**Task description:**
How many of the lines below contain the string "target"? Reply with the number alone.

**Data shown:**
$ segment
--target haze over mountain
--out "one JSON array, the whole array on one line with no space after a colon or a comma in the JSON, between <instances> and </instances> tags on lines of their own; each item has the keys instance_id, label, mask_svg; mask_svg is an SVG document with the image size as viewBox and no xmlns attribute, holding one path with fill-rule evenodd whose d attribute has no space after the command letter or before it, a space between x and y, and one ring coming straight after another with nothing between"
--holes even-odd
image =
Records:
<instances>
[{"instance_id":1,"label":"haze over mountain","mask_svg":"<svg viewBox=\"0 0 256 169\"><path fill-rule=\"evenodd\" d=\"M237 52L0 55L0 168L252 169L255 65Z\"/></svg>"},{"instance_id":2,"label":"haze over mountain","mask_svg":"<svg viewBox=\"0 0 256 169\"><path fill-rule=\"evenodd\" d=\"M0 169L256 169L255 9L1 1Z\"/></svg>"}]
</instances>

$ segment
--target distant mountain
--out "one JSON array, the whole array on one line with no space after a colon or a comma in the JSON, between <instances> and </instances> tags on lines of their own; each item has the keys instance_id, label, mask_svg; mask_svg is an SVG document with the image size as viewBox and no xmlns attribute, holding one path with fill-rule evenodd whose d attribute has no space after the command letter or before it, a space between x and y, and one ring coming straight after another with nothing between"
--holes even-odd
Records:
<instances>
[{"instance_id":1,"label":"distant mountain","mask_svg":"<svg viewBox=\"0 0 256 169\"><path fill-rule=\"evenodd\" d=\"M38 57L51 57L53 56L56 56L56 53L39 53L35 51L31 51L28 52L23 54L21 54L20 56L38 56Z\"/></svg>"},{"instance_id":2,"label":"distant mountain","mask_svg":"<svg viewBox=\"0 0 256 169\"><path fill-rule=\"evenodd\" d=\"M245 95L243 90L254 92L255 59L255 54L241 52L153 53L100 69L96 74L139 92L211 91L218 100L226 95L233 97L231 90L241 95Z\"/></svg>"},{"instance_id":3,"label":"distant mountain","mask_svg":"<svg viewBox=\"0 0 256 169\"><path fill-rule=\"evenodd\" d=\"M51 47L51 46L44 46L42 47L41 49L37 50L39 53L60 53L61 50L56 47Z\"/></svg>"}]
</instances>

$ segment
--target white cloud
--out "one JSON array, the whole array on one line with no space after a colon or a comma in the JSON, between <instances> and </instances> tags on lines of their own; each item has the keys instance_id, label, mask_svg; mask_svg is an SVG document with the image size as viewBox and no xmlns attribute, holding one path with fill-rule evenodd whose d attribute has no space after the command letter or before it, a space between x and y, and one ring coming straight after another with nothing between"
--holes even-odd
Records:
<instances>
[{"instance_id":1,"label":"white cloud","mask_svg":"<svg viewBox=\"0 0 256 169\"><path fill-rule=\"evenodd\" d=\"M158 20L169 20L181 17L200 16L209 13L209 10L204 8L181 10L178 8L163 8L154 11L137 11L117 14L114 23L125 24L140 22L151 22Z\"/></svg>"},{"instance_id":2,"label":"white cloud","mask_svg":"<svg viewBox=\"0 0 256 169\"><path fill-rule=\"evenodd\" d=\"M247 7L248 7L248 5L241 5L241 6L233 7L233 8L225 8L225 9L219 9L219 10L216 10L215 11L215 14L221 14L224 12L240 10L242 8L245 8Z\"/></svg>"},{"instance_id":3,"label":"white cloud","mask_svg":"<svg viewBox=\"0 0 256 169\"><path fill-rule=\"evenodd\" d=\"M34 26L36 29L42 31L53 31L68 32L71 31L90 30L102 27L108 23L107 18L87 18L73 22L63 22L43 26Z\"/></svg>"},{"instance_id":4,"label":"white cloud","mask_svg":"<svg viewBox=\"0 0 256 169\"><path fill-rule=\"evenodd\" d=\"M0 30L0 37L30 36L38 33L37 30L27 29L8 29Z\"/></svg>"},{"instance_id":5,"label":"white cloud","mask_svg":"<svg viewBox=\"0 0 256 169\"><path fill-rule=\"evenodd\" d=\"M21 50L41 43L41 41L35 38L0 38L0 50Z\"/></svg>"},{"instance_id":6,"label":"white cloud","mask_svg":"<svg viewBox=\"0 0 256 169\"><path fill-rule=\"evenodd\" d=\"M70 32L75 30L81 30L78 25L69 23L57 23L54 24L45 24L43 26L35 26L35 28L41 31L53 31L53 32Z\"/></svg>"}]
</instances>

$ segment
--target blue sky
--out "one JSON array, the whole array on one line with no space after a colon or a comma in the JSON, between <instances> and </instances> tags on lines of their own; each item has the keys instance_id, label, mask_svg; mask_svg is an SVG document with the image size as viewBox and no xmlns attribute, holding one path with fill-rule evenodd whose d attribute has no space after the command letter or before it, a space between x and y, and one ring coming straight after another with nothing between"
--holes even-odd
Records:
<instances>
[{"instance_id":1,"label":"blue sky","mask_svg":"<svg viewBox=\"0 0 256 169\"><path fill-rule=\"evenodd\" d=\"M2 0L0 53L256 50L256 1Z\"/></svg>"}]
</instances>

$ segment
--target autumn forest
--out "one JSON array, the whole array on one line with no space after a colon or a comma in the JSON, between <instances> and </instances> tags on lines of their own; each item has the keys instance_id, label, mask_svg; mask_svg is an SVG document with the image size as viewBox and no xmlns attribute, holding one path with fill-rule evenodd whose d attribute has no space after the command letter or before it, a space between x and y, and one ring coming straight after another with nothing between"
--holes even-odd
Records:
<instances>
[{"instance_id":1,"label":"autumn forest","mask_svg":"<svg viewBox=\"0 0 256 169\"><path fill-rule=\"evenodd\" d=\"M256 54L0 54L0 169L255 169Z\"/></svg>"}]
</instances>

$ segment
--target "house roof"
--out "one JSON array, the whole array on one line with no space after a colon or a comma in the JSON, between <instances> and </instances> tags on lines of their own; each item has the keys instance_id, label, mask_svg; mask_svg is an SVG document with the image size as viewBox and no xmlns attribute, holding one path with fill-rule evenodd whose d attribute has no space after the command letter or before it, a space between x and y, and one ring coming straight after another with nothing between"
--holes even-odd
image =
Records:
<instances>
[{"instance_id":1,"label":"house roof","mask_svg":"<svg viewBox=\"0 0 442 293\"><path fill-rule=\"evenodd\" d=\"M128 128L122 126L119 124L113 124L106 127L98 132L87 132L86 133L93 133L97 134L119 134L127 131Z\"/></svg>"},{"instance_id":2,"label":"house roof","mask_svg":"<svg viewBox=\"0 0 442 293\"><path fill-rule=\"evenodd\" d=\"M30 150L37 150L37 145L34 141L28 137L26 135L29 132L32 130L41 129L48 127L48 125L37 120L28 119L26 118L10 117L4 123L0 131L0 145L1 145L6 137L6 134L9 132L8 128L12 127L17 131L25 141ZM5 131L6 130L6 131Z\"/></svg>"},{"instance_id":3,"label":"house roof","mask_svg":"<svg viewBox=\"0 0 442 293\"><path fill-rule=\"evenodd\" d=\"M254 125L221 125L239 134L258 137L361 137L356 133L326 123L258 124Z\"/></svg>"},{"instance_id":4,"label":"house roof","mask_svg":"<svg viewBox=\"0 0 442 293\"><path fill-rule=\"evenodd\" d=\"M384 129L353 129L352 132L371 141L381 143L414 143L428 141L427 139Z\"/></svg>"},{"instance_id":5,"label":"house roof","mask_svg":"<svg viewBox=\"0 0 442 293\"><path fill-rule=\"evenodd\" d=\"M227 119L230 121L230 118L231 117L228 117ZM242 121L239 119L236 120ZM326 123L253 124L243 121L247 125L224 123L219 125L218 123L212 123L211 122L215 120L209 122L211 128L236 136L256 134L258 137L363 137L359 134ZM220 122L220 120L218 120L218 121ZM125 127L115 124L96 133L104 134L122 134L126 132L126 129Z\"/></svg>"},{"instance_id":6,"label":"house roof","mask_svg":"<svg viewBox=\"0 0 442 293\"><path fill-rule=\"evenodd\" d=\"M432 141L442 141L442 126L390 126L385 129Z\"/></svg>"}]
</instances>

**Solution for this exercise:**
6